TASK GOAL >> Reproduce the records from the line containing "Expected: for each instance of the large" through the end of the records, substituting "basalt" for "granite" and leaving everything else unchanged.

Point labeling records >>
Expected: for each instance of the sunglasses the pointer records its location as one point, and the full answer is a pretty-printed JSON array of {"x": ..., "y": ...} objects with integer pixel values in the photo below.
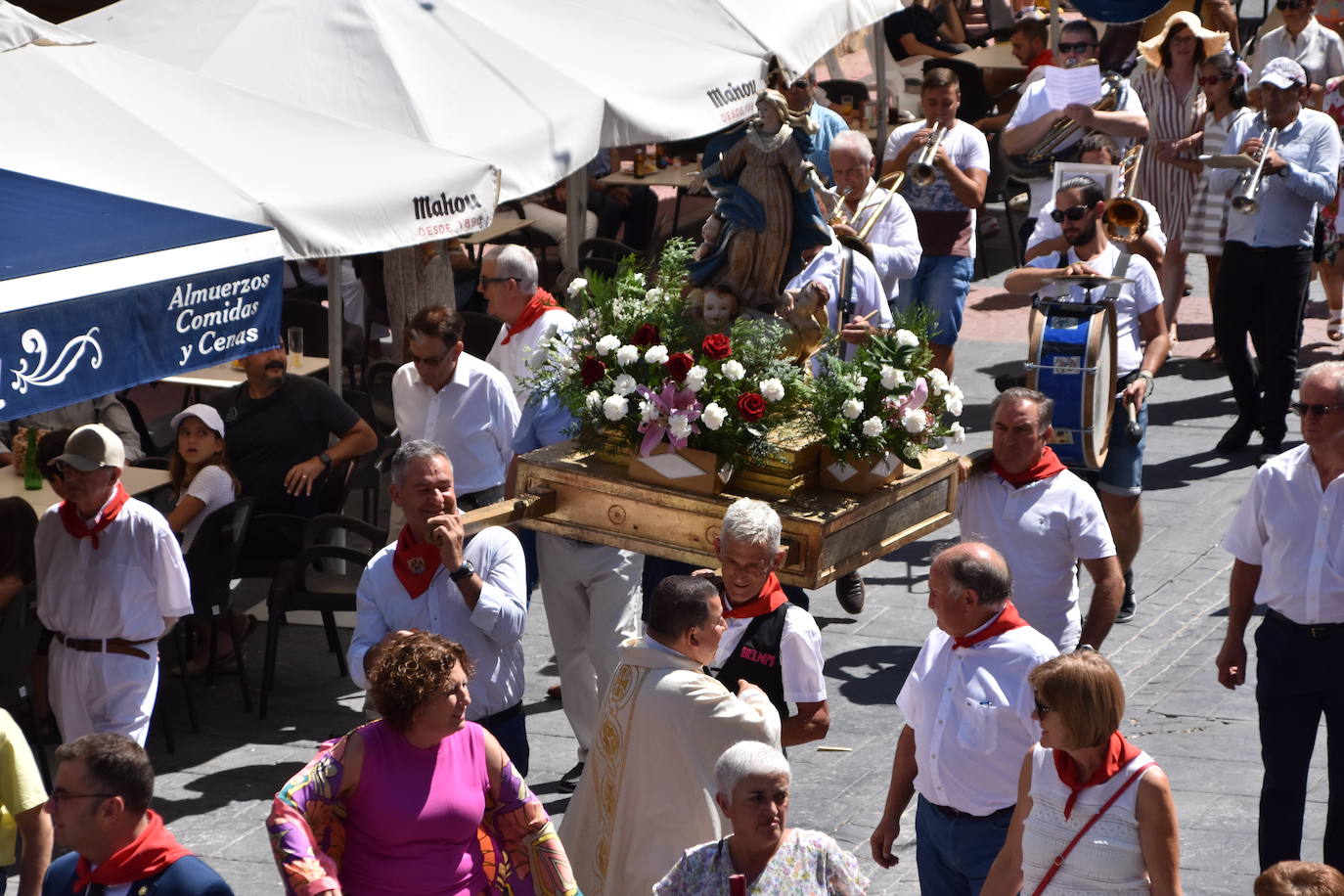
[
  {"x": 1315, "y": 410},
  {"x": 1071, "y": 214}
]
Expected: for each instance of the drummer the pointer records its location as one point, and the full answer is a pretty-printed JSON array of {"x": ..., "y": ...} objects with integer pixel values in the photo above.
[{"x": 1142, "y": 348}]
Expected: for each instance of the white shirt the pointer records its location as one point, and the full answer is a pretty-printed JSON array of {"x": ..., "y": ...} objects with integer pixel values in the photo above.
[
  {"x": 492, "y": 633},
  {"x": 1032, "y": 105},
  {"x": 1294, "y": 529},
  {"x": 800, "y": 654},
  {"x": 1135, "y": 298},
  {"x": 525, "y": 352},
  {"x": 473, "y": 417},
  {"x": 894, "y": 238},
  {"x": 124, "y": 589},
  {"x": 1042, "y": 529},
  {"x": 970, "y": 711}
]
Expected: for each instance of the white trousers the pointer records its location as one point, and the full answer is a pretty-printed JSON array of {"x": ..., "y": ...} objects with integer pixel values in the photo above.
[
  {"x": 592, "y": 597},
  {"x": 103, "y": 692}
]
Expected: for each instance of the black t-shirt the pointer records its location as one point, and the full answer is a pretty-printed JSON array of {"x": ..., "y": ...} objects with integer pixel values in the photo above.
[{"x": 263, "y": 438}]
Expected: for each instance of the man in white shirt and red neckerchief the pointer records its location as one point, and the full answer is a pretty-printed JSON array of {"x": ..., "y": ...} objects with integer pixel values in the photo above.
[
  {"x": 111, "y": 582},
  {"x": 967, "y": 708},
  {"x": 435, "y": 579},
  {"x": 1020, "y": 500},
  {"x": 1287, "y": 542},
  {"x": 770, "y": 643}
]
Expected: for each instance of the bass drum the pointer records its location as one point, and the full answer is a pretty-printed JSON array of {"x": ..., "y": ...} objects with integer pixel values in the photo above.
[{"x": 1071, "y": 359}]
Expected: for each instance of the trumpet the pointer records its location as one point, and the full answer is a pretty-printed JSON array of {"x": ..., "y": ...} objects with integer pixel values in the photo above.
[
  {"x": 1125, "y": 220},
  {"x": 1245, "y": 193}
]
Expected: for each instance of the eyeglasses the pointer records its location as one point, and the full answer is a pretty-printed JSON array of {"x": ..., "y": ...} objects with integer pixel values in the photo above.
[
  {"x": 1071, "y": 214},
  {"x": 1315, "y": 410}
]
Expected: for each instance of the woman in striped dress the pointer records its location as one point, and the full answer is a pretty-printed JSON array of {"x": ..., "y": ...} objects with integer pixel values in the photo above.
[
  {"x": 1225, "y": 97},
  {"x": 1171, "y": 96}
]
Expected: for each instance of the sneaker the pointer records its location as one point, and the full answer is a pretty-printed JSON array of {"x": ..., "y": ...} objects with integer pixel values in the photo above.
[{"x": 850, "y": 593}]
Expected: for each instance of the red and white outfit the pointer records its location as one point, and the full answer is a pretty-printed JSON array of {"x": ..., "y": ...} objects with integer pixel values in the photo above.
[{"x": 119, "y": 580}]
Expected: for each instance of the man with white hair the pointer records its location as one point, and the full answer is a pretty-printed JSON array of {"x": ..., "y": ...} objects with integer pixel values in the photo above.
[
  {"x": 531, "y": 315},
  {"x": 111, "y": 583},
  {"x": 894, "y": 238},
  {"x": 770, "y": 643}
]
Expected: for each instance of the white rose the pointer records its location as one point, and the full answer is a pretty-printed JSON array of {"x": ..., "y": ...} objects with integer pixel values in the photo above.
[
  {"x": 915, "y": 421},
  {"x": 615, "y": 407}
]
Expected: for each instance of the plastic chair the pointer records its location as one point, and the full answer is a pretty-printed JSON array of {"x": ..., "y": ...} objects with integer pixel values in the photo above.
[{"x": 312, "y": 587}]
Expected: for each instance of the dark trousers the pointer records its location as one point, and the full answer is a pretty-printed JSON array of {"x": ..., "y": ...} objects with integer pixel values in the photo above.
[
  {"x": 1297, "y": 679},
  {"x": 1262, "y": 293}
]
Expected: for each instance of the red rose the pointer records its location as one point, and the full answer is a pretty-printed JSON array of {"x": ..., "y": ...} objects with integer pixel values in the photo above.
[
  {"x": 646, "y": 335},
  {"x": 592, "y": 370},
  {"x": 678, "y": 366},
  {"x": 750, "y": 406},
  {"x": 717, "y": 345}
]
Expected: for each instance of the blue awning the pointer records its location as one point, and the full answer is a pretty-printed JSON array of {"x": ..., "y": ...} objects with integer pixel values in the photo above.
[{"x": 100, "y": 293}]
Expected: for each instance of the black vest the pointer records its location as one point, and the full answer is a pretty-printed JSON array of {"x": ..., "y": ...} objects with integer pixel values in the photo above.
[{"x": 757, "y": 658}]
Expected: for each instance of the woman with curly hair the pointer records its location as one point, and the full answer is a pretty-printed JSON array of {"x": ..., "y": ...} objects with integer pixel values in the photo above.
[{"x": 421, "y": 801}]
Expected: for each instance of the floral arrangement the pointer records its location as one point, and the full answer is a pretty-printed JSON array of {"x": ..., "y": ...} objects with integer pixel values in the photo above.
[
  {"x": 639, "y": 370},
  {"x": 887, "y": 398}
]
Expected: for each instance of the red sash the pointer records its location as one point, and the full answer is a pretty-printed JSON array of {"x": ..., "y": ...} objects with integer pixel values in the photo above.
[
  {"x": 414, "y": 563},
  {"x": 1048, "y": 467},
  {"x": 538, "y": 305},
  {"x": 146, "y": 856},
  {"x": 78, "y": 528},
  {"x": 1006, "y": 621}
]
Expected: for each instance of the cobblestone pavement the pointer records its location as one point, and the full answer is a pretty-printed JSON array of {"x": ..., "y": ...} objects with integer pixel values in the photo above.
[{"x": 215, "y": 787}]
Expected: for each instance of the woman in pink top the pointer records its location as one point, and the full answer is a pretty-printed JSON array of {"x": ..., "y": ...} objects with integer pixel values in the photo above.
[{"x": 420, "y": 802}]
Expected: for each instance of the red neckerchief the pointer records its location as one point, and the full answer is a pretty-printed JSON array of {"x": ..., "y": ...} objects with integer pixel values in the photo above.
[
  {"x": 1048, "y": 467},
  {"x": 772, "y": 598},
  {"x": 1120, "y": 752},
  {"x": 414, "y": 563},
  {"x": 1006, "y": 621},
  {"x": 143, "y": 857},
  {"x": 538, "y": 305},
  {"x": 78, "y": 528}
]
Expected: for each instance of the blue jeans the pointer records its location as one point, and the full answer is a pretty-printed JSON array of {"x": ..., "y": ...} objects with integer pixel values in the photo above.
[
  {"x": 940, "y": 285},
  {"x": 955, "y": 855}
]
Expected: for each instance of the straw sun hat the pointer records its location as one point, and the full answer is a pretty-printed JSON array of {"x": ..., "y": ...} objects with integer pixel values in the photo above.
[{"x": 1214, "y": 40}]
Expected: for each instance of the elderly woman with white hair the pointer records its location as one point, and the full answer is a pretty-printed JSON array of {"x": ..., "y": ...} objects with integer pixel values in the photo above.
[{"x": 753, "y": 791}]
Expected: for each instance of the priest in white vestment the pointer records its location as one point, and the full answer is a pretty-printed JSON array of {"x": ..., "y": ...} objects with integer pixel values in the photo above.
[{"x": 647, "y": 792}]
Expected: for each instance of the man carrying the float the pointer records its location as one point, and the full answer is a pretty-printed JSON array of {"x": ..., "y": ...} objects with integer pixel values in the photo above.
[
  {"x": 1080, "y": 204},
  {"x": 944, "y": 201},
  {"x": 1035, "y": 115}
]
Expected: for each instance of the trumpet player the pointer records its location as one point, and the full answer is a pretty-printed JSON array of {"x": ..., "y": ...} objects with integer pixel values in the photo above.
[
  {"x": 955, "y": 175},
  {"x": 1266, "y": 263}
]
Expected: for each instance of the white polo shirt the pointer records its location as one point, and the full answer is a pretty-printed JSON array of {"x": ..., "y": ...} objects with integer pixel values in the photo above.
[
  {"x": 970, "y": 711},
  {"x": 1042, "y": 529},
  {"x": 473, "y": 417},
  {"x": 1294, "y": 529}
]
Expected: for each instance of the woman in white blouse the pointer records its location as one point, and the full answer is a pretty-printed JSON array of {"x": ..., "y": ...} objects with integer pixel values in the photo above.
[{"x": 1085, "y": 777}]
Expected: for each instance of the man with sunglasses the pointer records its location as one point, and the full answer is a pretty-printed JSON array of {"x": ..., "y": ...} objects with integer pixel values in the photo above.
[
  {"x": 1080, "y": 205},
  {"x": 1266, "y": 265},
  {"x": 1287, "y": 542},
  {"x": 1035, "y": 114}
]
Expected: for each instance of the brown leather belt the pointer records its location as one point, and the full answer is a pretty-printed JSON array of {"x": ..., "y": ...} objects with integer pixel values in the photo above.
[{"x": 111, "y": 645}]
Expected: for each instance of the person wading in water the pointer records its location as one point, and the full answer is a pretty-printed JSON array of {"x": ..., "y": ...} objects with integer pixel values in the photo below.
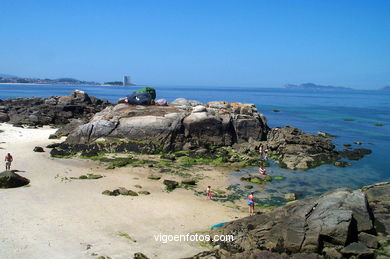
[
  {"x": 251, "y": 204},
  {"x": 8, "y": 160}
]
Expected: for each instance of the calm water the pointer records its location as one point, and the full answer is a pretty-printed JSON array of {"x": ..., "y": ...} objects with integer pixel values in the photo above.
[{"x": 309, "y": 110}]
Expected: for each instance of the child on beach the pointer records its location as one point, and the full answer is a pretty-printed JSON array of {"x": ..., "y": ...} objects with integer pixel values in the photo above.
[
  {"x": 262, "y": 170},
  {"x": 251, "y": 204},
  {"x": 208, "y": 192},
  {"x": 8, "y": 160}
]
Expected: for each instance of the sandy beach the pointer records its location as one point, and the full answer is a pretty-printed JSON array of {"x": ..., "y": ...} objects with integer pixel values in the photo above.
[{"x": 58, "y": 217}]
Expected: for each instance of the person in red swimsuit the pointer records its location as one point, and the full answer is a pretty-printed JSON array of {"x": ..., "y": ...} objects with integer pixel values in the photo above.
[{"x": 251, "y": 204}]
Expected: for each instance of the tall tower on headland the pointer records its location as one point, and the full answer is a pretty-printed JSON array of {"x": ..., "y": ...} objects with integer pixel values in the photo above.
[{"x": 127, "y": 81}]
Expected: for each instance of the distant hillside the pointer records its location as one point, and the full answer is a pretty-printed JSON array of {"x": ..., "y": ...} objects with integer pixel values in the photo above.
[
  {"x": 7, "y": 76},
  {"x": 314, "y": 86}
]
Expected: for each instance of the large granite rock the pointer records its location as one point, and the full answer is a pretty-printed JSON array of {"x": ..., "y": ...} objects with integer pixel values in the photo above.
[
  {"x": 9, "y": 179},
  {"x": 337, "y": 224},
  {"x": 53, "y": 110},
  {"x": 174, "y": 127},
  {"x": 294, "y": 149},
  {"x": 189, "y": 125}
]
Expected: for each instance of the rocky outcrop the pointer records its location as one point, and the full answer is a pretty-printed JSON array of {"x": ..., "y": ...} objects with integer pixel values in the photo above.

ANSWER TO THIS PROBLEM >>
Expected: for each instance of the large basalt rock the pointer records its location as one point, and the full answer is a pretty-printed JSON array of {"x": ..., "y": ...} objects with integer pixel values in the photo above.
[
  {"x": 9, "y": 179},
  {"x": 337, "y": 224},
  {"x": 53, "y": 110},
  {"x": 174, "y": 127},
  {"x": 294, "y": 149},
  {"x": 189, "y": 125}
]
Expected: for each instance of the rocky outcrop the pointer records its location as one point, and the full answer is a pretty-printed JSON array of {"x": ..., "y": ...} objects with integer pixel values in the photo above.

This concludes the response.